**GOAL OF THE EXERCISE:**
Count the lines in the entries below that contain the word "bicycle". Reply with that number alone.

Labeling and segmentation records:
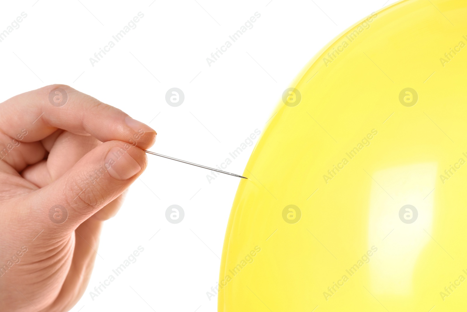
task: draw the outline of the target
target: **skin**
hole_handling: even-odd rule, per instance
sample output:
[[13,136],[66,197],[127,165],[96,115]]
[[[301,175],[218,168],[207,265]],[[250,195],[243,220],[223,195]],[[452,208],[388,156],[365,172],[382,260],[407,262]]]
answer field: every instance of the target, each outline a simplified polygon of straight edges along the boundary
[[[49,100],[57,87],[68,95],[61,107]],[[89,282],[103,223],[146,168],[142,150],[156,134],[67,86],[0,104],[0,311],[74,305]],[[123,149],[107,155],[115,147]],[[55,205],[66,211],[50,213]]]

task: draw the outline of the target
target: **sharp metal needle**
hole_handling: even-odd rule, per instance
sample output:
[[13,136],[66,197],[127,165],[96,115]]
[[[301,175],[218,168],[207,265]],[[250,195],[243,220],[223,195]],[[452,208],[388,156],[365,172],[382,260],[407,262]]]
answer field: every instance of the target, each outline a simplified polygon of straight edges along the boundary
[[196,166],[197,167],[200,167],[201,168],[204,168],[205,169],[208,169],[210,170],[213,170],[217,172],[220,172],[221,174],[229,174],[229,175],[233,175],[234,176],[238,177],[239,178],[243,178],[243,179],[248,179],[248,178],[246,178],[244,176],[242,176],[241,175],[239,175],[238,174],[235,174],[231,173],[230,172],[227,172],[226,171],[223,171],[222,170],[219,170],[218,169],[214,169],[214,168],[206,167],[205,166],[202,166],[201,165],[193,164],[192,162],[190,162],[189,161],[185,161],[184,160],[177,159],[177,158],[174,158],[173,157],[166,156],[165,155],[162,155],[161,154],[158,154],[157,153],[155,153],[154,152],[149,152],[149,151],[146,151],[146,150],[143,150],[144,151],[144,152],[148,153],[148,154],[155,155],[156,156],[160,156],[161,157],[163,157],[164,158],[168,158],[169,159],[171,159],[172,160],[177,160],[177,161],[180,161],[180,162],[184,163],[185,164],[188,164],[189,165]]

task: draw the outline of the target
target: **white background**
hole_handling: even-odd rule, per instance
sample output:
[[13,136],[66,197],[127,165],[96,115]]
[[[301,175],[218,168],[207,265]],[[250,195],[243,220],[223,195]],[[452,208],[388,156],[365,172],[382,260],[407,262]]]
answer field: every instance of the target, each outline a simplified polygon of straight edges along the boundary
[[[2,1],[0,102],[53,83],[72,86],[157,131],[152,150],[219,165],[258,129],[310,59],[389,0],[27,0]],[[90,58],[141,12],[144,17],[92,66]],[[261,17],[210,67],[206,58],[255,12]],[[172,107],[167,90],[183,90]],[[255,140],[255,143],[256,143]],[[226,169],[242,174],[254,147]],[[71,310],[217,311],[206,292],[218,280],[237,178],[209,183],[205,169],[149,155],[146,172],[107,221],[88,289]],[[183,207],[178,224],[167,207]],[[155,235],[155,234],[156,234]],[[144,248],[93,300],[90,291],[139,246]]]

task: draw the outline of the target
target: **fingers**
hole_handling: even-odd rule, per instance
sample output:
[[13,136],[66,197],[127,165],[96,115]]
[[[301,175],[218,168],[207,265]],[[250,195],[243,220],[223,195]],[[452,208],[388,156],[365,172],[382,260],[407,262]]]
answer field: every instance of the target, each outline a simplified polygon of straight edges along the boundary
[[137,147],[118,141],[102,144],[38,190],[29,214],[49,232],[69,233],[127,189],[147,161]]
[[57,129],[101,142],[136,142],[143,149],[154,144],[156,135],[120,109],[63,85],[26,92],[0,104],[0,131],[11,138],[34,142]]

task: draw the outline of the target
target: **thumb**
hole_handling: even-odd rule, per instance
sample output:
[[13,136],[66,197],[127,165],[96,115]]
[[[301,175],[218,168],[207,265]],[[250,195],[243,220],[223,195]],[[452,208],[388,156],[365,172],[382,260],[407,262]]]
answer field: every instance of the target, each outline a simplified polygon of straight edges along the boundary
[[136,146],[119,141],[103,143],[38,190],[41,198],[35,197],[35,212],[40,215],[36,219],[52,233],[74,231],[128,188],[147,163],[145,153]]

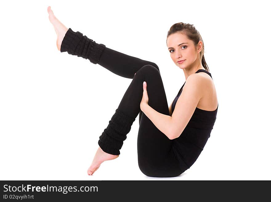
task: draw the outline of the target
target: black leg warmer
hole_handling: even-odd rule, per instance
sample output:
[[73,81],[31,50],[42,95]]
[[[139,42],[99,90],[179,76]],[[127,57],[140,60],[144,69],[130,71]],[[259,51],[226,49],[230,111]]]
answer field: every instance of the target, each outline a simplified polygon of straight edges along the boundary
[[79,31],[75,32],[69,28],[61,43],[60,52],[67,51],[71,55],[88,59],[97,64],[105,48],[105,46],[97,43]]
[[98,144],[103,150],[114,155],[120,154],[119,150],[131,129],[135,119],[129,117],[118,109],[102,134]]

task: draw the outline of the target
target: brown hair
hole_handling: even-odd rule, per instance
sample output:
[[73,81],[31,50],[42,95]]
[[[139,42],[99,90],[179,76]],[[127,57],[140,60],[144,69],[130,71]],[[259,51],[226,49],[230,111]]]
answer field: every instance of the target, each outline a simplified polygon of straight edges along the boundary
[[200,34],[200,33],[196,29],[194,25],[184,22],[178,22],[174,24],[171,26],[168,32],[167,39],[167,40],[168,37],[170,35],[176,32],[180,32],[181,34],[185,34],[188,38],[193,41],[195,46],[197,45],[200,41],[202,41],[202,49],[200,53],[200,55],[201,59],[201,64],[202,66],[205,70],[208,72],[209,68],[205,61],[204,55],[204,45],[203,40]]

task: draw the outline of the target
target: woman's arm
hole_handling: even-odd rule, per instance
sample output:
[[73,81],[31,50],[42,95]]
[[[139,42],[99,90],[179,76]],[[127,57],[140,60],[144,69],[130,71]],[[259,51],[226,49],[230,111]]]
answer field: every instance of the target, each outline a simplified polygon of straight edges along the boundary
[[169,108],[168,108],[168,110],[169,111],[169,115],[171,116],[172,115],[172,111],[171,110],[171,106],[172,105],[172,103],[173,103],[173,101],[172,101],[172,102],[171,103],[171,104],[170,104],[170,106],[169,106]]

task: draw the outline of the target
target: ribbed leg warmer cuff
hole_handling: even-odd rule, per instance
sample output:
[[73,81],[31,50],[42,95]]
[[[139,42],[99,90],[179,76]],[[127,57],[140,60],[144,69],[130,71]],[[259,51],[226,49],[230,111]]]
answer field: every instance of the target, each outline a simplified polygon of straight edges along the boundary
[[97,43],[86,36],[83,36],[81,32],[75,32],[69,28],[61,43],[60,52],[67,51],[70,55],[88,59],[97,64],[105,48],[103,44]]
[[119,150],[135,120],[116,109],[107,127],[99,137],[98,144],[102,149],[109,154],[119,155]]

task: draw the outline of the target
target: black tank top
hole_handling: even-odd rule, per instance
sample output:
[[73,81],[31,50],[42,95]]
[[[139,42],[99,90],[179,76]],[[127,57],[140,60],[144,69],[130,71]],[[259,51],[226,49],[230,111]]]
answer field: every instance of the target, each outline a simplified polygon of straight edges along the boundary
[[[205,70],[199,70],[196,73],[199,72],[205,72],[212,78],[211,73]],[[172,103],[172,112],[184,83]],[[196,107],[182,134],[179,137],[173,139],[173,151],[183,172],[194,164],[203,150],[216,119],[218,108],[218,104],[216,109],[214,111]]]

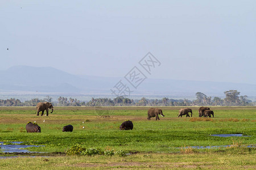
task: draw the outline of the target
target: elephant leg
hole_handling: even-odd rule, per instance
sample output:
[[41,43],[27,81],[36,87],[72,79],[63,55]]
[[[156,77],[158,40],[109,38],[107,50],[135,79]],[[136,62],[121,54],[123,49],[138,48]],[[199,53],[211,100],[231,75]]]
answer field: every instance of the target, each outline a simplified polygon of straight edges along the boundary
[[156,114],[156,115],[155,116],[155,120],[158,120],[158,120],[160,120],[160,119],[159,119],[159,117],[158,117],[158,114]]

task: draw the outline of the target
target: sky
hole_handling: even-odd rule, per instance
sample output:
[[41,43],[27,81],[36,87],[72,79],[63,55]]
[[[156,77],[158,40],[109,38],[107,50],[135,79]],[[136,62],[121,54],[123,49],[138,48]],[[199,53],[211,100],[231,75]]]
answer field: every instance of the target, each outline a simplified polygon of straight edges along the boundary
[[[255,1],[0,1],[0,70],[256,84]],[[8,50],[7,49],[8,48]]]

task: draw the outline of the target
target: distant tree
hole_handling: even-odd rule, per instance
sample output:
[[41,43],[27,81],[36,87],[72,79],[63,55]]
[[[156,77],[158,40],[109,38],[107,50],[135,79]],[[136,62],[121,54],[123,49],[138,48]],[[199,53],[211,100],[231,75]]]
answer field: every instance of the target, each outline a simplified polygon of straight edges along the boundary
[[225,105],[240,105],[241,101],[238,95],[240,92],[237,90],[230,90],[224,92],[226,98],[224,99]]
[[247,97],[248,96],[245,95],[245,96],[241,96],[240,97],[240,102],[241,102],[241,105],[247,105],[249,104],[249,101],[248,100],[247,100]]
[[169,99],[168,99],[167,97],[163,97],[162,99],[162,105],[163,106],[167,105],[168,100],[169,100]]
[[136,103],[136,105],[138,106],[146,106],[148,104],[147,100],[145,97],[142,97],[137,103]]
[[44,100],[46,100],[47,102],[49,102],[51,103],[52,102],[52,97],[50,97],[50,96],[46,96],[46,98],[44,99]]
[[223,100],[218,97],[214,97],[212,100],[212,105],[222,105]]
[[207,105],[210,104],[212,97],[207,97],[203,93],[198,92],[196,94],[196,100],[194,101],[194,104],[197,105]]

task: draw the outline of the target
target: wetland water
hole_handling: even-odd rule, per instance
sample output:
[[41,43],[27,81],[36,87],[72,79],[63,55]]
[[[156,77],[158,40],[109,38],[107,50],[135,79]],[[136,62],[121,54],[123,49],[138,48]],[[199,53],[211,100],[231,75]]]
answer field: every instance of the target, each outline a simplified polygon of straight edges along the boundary
[[23,142],[10,142],[13,144],[4,144],[5,142],[0,142],[1,151],[5,153],[14,153],[14,152],[25,152],[25,153],[39,153],[38,152],[31,152],[27,150],[24,149],[30,147],[39,147],[43,146],[36,145],[23,145],[19,144]]
[[243,136],[242,134],[213,134],[210,135],[213,137],[250,137],[251,136]]

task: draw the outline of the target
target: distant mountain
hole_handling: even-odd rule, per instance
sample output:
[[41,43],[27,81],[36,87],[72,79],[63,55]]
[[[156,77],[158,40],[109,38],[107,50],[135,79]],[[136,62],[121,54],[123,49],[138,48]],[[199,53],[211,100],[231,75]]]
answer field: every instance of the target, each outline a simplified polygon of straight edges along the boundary
[[0,92],[28,91],[111,95],[119,80],[123,80],[133,95],[224,96],[224,92],[237,90],[242,95],[256,96],[256,84],[170,79],[146,79],[138,88],[133,88],[123,78],[79,76],[52,67],[18,66],[0,71]]

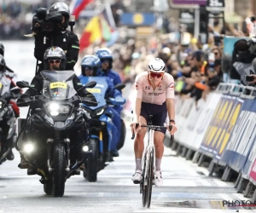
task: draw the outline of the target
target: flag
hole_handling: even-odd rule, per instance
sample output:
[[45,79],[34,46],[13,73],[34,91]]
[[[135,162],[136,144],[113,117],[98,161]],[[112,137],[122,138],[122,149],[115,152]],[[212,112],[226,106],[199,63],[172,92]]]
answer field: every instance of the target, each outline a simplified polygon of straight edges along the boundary
[[72,0],[69,5],[71,14],[78,19],[80,12],[91,2],[93,2],[93,0]]
[[110,5],[108,6],[106,4],[105,9],[91,18],[86,25],[80,37],[80,51],[96,41],[106,42],[106,45],[109,47],[119,38]]
[[84,33],[80,37],[80,51],[87,48],[96,41],[102,39],[102,33],[100,24],[100,16],[94,16],[86,25]]
[[102,39],[104,41],[109,41],[111,39],[112,29],[102,15],[100,15],[100,23],[102,33]]

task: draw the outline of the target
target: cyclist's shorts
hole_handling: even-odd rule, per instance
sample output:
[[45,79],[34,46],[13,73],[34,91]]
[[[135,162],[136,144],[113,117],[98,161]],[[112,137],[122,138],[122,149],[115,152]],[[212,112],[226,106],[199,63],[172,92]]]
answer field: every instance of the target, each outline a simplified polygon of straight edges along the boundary
[[[153,115],[152,125],[163,126],[167,117],[166,103],[164,102],[162,105],[158,105],[142,102],[141,116],[146,119],[147,124],[149,121],[150,114]],[[160,131],[166,135],[166,128],[156,129],[155,131]]]

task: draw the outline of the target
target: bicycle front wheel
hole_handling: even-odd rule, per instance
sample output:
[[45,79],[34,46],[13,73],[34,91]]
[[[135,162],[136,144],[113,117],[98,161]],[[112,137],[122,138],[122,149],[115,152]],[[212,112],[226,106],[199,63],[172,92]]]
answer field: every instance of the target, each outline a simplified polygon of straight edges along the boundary
[[143,207],[145,207],[147,204],[147,186],[145,186],[144,183],[147,181],[147,180],[144,177],[145,177],[145,172],[147,172],[146,170],[147,153],[144,154],[143,164],[143,180],[141,181],[140,187],[141,187],[141,192],[143,192]]
[[149,151],[149,159],[148,159],[148,170],[147,175],[147,187],[146,187],[146,200],[147,207],[150,208],[151,204],[151,194],[152,194],[152,185],[154,178],[154,150],[153,148]]

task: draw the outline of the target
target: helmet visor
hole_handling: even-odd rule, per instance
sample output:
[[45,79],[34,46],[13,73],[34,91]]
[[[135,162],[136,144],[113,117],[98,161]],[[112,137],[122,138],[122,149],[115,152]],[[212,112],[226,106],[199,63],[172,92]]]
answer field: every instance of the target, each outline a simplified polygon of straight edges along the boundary
[[164,72],[160,72],[160,73],[157,73],[157,72],[149,72],[149,75],[151,78],[154,78],[155,77],[157,78],[160,78],[163,77],[164,75]]

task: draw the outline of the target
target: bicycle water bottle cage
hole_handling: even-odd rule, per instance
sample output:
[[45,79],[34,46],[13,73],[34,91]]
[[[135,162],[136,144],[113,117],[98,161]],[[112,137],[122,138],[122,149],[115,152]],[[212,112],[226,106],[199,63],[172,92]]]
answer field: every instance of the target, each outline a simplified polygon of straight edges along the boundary
[[148,125],[152,125],[153,115],[149,114]]

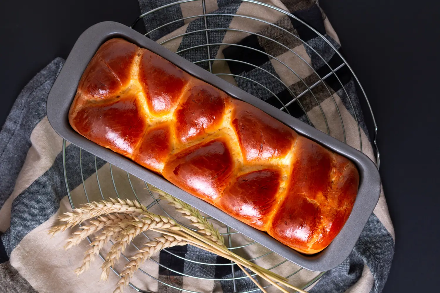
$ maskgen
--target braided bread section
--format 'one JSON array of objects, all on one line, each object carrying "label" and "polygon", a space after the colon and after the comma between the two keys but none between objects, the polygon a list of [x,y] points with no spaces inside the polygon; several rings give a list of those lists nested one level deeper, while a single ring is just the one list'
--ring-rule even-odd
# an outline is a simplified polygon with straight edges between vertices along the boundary
[{"label": "braided bread section", "polygon": [[121,39],[91,61],[69,118],[88,139],[304,253],[330,243],[356,198],[348,159]]}]

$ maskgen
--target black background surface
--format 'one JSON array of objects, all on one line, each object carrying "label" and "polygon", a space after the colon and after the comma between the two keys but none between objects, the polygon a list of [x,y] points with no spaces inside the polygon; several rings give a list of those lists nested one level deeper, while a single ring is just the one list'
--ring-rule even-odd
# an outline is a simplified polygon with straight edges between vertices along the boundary
[{"label": "black background surface", "polygon": [[[55,57],[65,59],[84,30],[104,21],[130,25],[140,14],[136,0],[0,2],[0,125],[22,88]],[[380,171],[396,235],[383,292],[437,292],[440,3],[320,3],[379,127]]]}]

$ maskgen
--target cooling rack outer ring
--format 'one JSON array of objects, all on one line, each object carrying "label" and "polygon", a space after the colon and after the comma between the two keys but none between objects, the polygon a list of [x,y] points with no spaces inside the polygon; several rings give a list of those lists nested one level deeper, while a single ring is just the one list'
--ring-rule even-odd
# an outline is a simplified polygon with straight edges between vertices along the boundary
[{"label": "cooling rack outer ring", "polygon": [[[359,190],[347,223],[328,247],[312,256],[301,254],[266,234],[235,219],[213,206],[183,191],[163,178],[76,133],[68,123],[69,108],[83,72],[99,47],[106,40],[122,37],[164,57],[190,74],[251,104],[299,133],[351,159],[360,175]],[[374,163],[363,153],[314,128],[172,53],[136,31],[121,24],[105,22],[86,30],[75,43],[51,90],[48,118],[62,137],[110,163],[150,182],[310,271],[323,271],[341,264],[351,252],[378,200],[380,178]]]}]

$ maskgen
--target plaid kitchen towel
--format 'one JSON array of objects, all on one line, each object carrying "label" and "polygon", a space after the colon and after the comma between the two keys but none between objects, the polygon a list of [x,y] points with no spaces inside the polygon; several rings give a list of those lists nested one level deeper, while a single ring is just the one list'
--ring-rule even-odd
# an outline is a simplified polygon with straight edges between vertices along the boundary
[{"label": "plaid kitchen towel", "polygon": [[[139,0],[143,13],[172,2]],[[207,27],[227,29],[209,32],[209,55],[205,46],[188,49],[206,43],[205,19],[190,17],[203,14],[200,1],[180,3],[151,13],[143,18],[143,23],[147,32],[154,30],[149,37],[172,51],[180,51],[193,61],[218,59],[210,64],[214,73],[273,105],[284,107],[305,123],[362,148],[374,159],[351,75],[346,66],[341,66],[339,55],[301,22],[252,2],[206,0],[205,11],[210,14]],[[315,1],[263,2],[290,11],[340,51],[337,36]],[[191,33],[194,31],[199,31]],[[208,62],[197,64],[209,69]],[[0,292],[112,292],[118,277],[112,274],[109,282],[99,282],[99,260],[79,278],[73,273],[81,264],[87,243],[65,250],[62,247],[69,232],[51,239],[47,231],[58,215],[71,209],[68,190],[75,206],[102,196],[137,196],[146,205],[154,203],[143,181],[68,143],[63,147],[62,139],[51,127],[45,113],[48,94],[63,64],[63,60],[56,59],[29,82],[0,132]],[[336,74],[332,74],[330,67]],[[158,213],[162,213],[163,208],[175,214],[166,205],[156,204],[151,208]],[[227,232],[221,223],[214,224],[221,232]],[[292,284],[308,286],[307,290],[314,293],[380,292],[394,252],[394,230],[383,192],[349,257],[322,276],[283,262],[279,256],[232,232],[227,243],[244,246],[236,249],[237,253],[257,258],[255,262],[264,267],[275,267],[273,271],[282,275],[291,275]],[[133,253],[134,246],[143,242],[144,239],[136,239],[125,254]],[[108,249],[105,248],[104,255]],[[123,266],[125,260],[122,260],[117,271]],[[132,283],[141,292],[259,291],[247,278],[230,280],[244,275],[228,261],[191,246],[177,246],[147,261]],[[272,287],[267,289],[275,292]],[[128,287],[126,292],[136,291]]]}]

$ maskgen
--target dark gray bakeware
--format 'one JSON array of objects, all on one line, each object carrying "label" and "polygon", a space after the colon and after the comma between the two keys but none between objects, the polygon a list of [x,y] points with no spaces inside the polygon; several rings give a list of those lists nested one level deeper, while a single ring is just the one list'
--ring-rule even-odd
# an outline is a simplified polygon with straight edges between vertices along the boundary
[{"label": "dark gray bakeware", "polygon": [[[350,159],[359,170],[360,181],[353,210],[342,229],[330,245],[312,255],[300,253],[268,235],[176,186],[130,159],[81,136],[70,127],[69,110],[83,72],[98,48],[106,41],[120,37],[147,49],[192,75],[231,96],[259,108],[300,133]],[[168,192],[308,270],[323,271],[341,264],[348,256],[379,199],[380,178],[376,165],[357,150],[314,128],[240,89],[136,31],[117,22],[96,24],[81,35],[73,46],[48,98],[48,118],[62,137],[89,152]]]}]

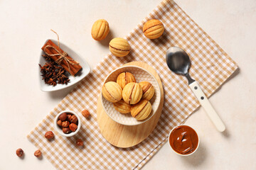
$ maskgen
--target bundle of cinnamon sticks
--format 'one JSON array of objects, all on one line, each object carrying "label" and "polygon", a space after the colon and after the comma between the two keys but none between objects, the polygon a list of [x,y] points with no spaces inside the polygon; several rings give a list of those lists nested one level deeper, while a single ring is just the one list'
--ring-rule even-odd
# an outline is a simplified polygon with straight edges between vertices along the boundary
[{"label": "bundle of cinnamon sticks", "polygon": [[50,40],[48,40],[41,49],[71,75],[75,76],[79,71],[82,70],[82,67],[78,62],[73,60],[72,57]]}]

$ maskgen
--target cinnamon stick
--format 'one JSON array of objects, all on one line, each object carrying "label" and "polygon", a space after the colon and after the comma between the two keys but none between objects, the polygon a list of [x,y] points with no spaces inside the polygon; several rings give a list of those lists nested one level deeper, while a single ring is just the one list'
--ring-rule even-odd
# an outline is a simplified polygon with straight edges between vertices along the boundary
[{"label": "cinnamon stick", "polygon": [[[41,48],[42,50],[44,51],[46,53],[50,55],[58,54],[58,52],[53,47],[48,47],[46,48],[47,45],[53,46],[54,48],[59,50],[61,53],[64,52],[64,51],[59,48],[57,45],[53,43],[53,42],[52,42],[50,40],[48,40]],[[49,57],[54,61],[56,61],[60,57],[60,55],[49,55]],[[65,70],[67,70],[71,75],[75,76],[75,74],[77,74],[80,70],[82,69],[82,67],[79,64],[78,64],[78,63],[74,61],[68,55],[66,56],[66,57],[68,60],[69,60],[70,63],[68,63],[65,60],[63,60],[60,63],[60,65],[62,66]]]}]

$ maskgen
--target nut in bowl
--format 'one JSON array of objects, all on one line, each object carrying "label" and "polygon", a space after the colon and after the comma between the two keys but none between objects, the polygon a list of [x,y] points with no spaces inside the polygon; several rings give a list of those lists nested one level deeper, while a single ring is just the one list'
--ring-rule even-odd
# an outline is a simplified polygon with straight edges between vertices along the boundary
[{"label": "nut in bowl", "polygon": [[[132,81],[136,81],[132,83],[128,83],[129,81],[127,79],[127,82],[125,83],[125,86],[132,86],[131,88],[128,88],[129,89],[127,90],[125,87],[124,87],[123,91],[125,92],[125,94],[128,96],[131,96],[130,97],[124,96],[124,98],[122,98],[119,100],[117,103],[112,103],[108,101],[103,96],[102,91],[101,95],[101,102],[103,106],[103,109],[105,112],[108,115],[108,116],[112,119],[114,121],[124,125],[137,125],[145,123],[148,120],[149,120],[156,112],[159,104],[160,104],[160,99],[161,99],[161,93],[160,93],[160,87],[156,79],[156,78],[148,71],[146,69],[141,68],[137,66],[123,66],[121,67],[113,72],[112,72],[105,79],[102,84],[102,86],[107,82],[112,81],[117,82],[117,77],[122,73],[129,72],[132,74],[134,78],[136,79]],[[125,81],[125,79],[124,80]],[[142,81],[148,81],[154,89],[154,96],[149,100],[150,104],[151,106],[151,110],[149,110],[149,113],[144,115],[145,116],[142,116],[142,119],[137,119],[134,118],[131,115],[132,107],[132,106],[138,103],[140,101],[142,100],[142,89],[139,84],[139,82]],[[135,89],[135,86],[137,88]],[[122,89],[122,87],[121,87]],[[124,96],[124,93],[123,93]],[[125,96],[125,95],[124,95]],[[124,97],[124,96],[122,96]],[[119,99],[119,98],[118,98]],[[131,103],[129,101],[130,100],[134,99],[136,102],[134,103]],[[128,102],[128,103],[127,103]],[[131,109],[129,110],[129,109]]]},{"label": "nut in bowl", "polygon": [[54,120],[55,130],[63,136],[71,137],[78,132],[81,128],[79,115],[71,110],[63,110]]}]

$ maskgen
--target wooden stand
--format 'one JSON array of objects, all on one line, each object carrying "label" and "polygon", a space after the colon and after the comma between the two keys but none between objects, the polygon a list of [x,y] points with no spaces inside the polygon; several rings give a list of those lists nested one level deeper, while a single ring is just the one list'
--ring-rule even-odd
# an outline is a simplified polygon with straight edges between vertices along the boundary
[{"label": "wooden stand", "polygon": [[97,119],[103,137],[112,145],[118,147],[133,147],[146,139],[155,128],[159,120],[164,104],[164,90],[160,77],[156,72],[149,64],[133,62],[124,65],[135,65],[144,68],[152,74],[160,86],[161,101],[155,115],[149,120],[139,125],[127,126],[112,120],[104,111],[100,98],[97,106]]}]

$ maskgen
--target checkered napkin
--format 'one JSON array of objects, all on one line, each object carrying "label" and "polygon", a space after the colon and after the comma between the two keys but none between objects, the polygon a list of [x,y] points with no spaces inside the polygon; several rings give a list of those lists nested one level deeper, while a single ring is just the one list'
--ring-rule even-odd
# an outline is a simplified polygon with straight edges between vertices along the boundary
[{"label": "checkered napkin", "polygon": [[[164,35],[156,40],[145,38],[144,23],[159,19],[164,25]],[[107,55],[28,135],[29,141],[42,151],[58,169],[139,169],[166,142],[171,129],[182,123],[198,106],[186,78],[173,74],[167,67],[166,51],[171,46],[184,49],[191,57],[191,76],[210,96],[238,69],[228,55],[195,23],[173,1],[164,1],[127,37],[130,54],[123,58]],[[161,77],[164,89],[164,104],[159,123],[140,144],[128,149],[111,145],[100,133],[96,118],[97,102],[106,76],[113,69],[132,61],[152,66]],[[88,109],[92,118],[87,120],[80,113]],[[61,110],[70,109],[82,118],[82,128],[75,137],[59,135],[54,130],[53,119]],[[53,141],[44,134],[53,130]],[[84,148],[75,146],[77,138],[85,141]]]}]

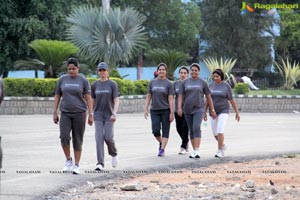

**CORRECT RESULT:**
2